■ **What you have to do**
Reproduce the part of the zoo field trip text that begins with the words "It was such" and stops after the words "my stomach flutter.".

Start of Selected text

With my full time contribution to the economy, I don't get to go on many field trips with my kids. Yesterday was the first of very few times I have been able to be a part of Madi's special outing. We went to the zoo. Lions and tigers and bears... Oh, my!
It was such a gift to me to see Madi interacting with other kids. With her autism, I see her deficits in communication at home, but rarely get to see her with groups of kids her own age. Once again she surprised me at her ability to compensate for the areas where she struggles. We had such a great time together. She was right there with the other kids laughing and skipping and begging for treats. :) Hanging out with Madi is like falling in love. She makes my heart smile and my stomach flutter.

End of Selected text
Start of Provided data

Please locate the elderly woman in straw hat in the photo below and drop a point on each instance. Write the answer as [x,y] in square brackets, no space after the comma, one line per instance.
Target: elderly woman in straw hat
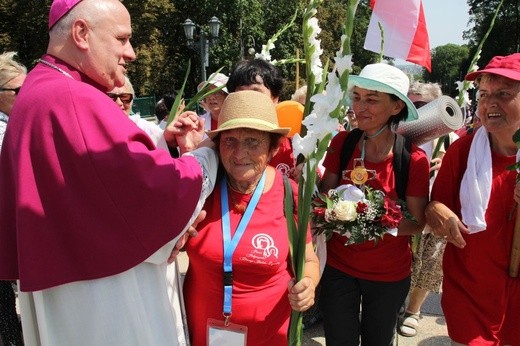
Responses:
[239,261]
[373,274]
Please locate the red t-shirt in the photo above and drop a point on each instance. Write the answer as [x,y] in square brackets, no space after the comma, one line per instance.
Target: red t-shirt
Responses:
[284,161]
[260,270]
[391,258]
[480,301]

End of Provided data

■ **Final answer**
It was such a gift to me to see Madi interacting with other kids. With her autism, I see her deficits in communication at home, but rarely get to see her with groups of kids her own age. Once again she surprised me at her ability to compensate for the areas where she struggles. We had such a great time together. She was right there with the other kids laughing and skipping and begging for treats. :) Hanging out with Madi is like falling in love. She makes my heart smile and my stomach flutter.